### Data extract
^^^^
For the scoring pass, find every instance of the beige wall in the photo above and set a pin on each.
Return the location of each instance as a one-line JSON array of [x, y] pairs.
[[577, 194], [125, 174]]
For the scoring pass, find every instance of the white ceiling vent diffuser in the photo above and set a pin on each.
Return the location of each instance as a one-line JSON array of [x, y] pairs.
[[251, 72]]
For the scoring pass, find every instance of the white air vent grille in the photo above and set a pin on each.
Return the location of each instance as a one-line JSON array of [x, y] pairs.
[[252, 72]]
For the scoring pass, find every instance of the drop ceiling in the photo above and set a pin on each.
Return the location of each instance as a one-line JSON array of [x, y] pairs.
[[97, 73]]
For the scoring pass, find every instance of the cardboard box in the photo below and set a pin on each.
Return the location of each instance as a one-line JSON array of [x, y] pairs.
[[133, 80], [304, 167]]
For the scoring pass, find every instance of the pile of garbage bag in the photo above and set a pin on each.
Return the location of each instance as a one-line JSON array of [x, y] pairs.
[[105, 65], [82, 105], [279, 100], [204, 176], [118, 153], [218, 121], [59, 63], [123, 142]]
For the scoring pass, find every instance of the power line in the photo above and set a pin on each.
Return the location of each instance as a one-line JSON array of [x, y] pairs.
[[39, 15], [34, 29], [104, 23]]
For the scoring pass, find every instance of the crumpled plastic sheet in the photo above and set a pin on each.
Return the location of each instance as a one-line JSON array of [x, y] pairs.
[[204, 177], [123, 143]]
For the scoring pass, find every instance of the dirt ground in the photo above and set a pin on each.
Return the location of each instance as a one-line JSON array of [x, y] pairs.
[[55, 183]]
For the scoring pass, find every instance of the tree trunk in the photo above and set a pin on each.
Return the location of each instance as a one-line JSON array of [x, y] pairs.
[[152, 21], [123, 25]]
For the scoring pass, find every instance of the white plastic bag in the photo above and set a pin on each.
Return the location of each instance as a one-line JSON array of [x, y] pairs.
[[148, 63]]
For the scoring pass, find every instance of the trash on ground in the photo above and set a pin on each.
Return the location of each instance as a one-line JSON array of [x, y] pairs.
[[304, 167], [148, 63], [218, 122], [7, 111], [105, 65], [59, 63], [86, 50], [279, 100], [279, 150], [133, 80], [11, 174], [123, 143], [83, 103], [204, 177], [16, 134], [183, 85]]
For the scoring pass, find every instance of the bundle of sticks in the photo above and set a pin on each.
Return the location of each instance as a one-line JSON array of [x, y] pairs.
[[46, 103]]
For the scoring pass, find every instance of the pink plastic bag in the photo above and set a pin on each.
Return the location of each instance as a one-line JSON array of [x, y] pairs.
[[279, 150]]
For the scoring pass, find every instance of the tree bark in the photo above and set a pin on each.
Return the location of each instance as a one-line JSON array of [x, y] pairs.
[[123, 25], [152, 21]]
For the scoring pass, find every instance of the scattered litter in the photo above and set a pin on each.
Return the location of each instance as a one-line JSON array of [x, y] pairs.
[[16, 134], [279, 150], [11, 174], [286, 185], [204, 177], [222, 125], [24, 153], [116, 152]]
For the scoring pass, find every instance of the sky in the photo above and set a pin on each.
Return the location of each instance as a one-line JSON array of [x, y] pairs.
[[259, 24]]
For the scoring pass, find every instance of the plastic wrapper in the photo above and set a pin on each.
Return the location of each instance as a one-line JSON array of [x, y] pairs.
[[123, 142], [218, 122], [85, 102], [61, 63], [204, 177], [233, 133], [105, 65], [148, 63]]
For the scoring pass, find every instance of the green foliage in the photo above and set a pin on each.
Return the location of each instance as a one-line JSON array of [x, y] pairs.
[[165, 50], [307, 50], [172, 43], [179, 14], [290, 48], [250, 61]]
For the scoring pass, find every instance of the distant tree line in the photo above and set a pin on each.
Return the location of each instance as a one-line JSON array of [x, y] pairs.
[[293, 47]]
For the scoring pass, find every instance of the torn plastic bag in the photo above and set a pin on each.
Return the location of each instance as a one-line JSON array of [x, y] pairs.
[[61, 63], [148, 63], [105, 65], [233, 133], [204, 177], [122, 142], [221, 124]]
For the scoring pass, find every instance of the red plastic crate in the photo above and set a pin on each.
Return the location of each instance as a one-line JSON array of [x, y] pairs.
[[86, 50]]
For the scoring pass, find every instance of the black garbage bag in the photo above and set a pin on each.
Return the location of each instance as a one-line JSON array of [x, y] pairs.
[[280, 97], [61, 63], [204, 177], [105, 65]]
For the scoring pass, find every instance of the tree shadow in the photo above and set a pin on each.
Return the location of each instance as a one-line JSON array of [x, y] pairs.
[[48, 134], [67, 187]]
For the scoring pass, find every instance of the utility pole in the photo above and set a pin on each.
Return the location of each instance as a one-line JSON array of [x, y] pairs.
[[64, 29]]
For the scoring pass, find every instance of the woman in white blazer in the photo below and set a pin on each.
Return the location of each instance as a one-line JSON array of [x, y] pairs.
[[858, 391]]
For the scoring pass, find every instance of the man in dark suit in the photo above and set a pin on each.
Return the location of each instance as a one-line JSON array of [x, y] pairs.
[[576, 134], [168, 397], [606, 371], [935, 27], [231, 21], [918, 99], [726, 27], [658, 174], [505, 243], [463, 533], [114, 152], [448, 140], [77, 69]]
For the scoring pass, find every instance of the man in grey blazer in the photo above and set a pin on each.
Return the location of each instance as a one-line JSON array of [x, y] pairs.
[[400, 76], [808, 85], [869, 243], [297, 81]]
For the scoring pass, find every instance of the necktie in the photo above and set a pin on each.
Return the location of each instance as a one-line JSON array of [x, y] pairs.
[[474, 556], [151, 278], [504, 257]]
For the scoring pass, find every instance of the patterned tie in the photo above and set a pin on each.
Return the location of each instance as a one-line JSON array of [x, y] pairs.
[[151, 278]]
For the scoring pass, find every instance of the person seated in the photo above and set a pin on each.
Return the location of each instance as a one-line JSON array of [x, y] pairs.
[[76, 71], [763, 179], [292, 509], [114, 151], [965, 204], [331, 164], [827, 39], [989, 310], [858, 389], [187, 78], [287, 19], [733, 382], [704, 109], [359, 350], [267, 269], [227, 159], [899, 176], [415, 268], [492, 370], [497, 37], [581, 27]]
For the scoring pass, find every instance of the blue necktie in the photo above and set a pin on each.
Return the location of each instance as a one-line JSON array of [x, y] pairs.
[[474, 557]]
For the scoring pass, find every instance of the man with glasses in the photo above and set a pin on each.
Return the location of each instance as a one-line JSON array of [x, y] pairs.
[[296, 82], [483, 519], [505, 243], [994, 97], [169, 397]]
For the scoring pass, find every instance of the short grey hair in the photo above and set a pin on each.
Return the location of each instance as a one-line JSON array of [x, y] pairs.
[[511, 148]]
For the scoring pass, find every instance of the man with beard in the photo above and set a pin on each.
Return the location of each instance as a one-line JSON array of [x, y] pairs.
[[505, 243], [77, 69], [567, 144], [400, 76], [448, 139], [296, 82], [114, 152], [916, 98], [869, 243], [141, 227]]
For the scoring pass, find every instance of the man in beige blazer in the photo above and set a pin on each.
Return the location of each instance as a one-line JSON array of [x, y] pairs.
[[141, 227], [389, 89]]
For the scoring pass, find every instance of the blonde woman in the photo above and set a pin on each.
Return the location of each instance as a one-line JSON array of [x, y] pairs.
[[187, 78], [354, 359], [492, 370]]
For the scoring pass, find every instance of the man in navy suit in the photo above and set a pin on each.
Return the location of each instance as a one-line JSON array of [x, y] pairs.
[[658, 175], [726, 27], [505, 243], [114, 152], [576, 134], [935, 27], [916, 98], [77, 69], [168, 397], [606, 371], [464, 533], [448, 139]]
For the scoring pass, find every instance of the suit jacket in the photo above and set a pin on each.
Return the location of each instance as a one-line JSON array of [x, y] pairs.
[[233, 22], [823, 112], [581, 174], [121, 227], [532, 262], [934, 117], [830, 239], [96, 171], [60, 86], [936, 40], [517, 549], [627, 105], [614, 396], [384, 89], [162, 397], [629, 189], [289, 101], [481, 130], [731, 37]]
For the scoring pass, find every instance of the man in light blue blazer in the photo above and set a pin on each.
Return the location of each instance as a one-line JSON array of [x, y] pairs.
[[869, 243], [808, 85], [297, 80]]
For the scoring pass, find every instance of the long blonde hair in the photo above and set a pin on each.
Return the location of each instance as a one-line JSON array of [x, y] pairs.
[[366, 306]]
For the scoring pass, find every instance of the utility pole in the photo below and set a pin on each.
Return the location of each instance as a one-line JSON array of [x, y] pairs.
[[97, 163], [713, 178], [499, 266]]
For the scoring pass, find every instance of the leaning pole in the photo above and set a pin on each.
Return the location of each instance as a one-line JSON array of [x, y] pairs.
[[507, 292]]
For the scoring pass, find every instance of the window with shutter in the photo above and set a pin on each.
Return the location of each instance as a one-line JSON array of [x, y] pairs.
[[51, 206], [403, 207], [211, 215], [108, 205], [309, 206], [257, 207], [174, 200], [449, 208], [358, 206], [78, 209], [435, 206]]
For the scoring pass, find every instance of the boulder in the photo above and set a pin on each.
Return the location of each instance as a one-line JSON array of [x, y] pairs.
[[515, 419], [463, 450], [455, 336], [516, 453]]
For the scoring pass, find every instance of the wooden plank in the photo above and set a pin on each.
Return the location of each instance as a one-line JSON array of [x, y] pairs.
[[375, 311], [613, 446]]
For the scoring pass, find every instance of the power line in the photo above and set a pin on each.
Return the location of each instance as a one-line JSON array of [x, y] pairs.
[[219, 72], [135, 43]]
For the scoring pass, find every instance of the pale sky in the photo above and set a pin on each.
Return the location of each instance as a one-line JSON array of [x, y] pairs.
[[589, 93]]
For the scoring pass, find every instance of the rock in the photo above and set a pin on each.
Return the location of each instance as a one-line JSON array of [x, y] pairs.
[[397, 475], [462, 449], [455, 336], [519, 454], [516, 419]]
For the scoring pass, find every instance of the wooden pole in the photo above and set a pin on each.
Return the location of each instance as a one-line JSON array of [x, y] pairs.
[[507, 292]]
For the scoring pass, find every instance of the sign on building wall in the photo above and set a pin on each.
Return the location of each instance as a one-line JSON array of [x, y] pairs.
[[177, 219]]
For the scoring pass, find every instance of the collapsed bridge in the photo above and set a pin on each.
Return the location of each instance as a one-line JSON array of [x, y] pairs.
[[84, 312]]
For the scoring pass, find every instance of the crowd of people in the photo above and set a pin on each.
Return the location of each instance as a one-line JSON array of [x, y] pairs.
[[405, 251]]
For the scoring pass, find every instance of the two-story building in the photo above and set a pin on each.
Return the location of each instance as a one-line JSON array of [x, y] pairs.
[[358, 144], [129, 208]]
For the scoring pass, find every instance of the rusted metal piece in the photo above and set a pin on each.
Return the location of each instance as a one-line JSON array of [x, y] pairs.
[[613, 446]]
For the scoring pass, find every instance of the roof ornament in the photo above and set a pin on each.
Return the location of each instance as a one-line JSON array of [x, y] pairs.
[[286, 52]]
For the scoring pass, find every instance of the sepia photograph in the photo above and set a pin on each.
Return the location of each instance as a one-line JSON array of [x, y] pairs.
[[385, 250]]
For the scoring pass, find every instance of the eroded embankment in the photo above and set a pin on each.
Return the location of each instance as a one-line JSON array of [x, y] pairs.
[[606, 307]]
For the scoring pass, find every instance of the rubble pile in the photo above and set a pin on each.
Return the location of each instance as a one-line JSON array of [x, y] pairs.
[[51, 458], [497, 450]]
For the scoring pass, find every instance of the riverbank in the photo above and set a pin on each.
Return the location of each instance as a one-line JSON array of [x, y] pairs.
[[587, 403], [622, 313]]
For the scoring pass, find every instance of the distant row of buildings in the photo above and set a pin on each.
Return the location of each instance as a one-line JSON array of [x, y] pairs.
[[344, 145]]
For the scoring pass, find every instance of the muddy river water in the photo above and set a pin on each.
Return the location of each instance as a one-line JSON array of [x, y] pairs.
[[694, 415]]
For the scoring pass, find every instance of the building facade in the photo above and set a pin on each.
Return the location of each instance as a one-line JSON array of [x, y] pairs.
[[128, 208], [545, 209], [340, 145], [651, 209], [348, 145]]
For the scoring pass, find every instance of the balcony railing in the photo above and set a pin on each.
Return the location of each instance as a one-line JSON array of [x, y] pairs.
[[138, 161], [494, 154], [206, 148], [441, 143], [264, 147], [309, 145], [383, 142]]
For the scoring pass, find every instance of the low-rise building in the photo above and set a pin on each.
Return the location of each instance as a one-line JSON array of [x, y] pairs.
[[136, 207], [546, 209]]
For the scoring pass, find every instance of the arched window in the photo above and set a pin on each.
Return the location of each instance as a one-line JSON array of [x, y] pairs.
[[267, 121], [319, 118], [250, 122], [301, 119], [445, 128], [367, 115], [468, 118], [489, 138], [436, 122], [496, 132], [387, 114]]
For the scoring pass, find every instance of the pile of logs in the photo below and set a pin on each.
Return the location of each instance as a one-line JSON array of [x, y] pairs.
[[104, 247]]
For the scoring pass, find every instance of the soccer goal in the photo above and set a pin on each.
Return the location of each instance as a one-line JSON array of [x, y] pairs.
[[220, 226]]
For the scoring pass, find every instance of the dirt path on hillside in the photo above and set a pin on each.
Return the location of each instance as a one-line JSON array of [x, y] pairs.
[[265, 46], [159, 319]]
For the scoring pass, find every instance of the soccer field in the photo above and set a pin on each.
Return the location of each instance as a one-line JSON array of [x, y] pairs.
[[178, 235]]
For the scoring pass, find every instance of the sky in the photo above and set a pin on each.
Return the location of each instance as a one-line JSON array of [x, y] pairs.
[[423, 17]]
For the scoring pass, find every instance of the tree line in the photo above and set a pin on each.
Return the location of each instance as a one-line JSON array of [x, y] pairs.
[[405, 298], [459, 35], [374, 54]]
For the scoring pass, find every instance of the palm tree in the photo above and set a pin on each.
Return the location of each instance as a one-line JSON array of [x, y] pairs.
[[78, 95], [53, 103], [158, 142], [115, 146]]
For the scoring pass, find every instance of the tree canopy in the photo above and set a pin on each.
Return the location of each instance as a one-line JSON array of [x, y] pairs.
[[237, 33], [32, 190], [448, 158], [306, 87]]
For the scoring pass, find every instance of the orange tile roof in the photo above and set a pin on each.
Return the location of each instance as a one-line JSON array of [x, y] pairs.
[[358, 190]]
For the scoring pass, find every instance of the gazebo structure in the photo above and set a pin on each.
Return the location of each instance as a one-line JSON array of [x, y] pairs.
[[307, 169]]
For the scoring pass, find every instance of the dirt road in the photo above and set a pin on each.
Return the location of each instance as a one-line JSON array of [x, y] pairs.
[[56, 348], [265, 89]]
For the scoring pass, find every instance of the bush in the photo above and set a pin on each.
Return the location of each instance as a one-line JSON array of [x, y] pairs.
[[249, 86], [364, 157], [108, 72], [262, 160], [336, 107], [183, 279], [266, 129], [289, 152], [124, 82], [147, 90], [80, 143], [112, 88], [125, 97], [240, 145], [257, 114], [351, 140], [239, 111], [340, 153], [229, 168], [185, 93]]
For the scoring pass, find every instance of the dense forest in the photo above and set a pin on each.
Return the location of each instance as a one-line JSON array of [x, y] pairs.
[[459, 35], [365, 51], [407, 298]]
^^^^
### Exercise
Convert the rows between the lines holding "For the scoring pass, find every instance of the rubble" and "145], [383, 142]]", inclusive, into a two-column CSV with the headers input and output. Give one CSV line per row, with its text in the input field and its answer in the output field, each field quoted and any line breaks replaced by spaces.

### Task solution
input,output
"For the scoring pass, find every instance of the rubble pile in the photo above and set a pin on each. Return the location of each instance as a one-line JSON array of [x, y] pairs.","[[51, 458], [497, 450]]"
"For the scoring pass, find every instance of the riverbank in the photo above and set a pin on each. Return the location of each instance as a one-line JSON array of [x, y] pairs.","[[587, 403], [622, 313]]"
"For the scoring pass, find every instance of the distant row of buildings in the photo above and set a pin on each. Return the location of each instance as a one-line JSON array of [x, y] pairs.","[[344, 145]]"
"For the scoring pass, find every instance of the muddy river water in the photo above and set a pin on each. Return the location of each instance as a one-line JSON array of [x, y] pairs.","[[694, 415]]"
"For the scoring pass, find every instance of the building facade in the photo above and set a pin on each. Return the location of each instance as a one-line JSON array of [x, y] pairs.","[[128, 208], [545, 209], [340, 145], [651, 209], [348, 145]]"
"For the scoring pass, find every instance of the balcony railing in the photo above and set a pin on each. Return the location of each instance as a one-line JSON array of [x, y] pairs.","[[138, 161], [494, 154], [206, 148], [441, 143], [264, 147], [309, 145], [383, 142]]"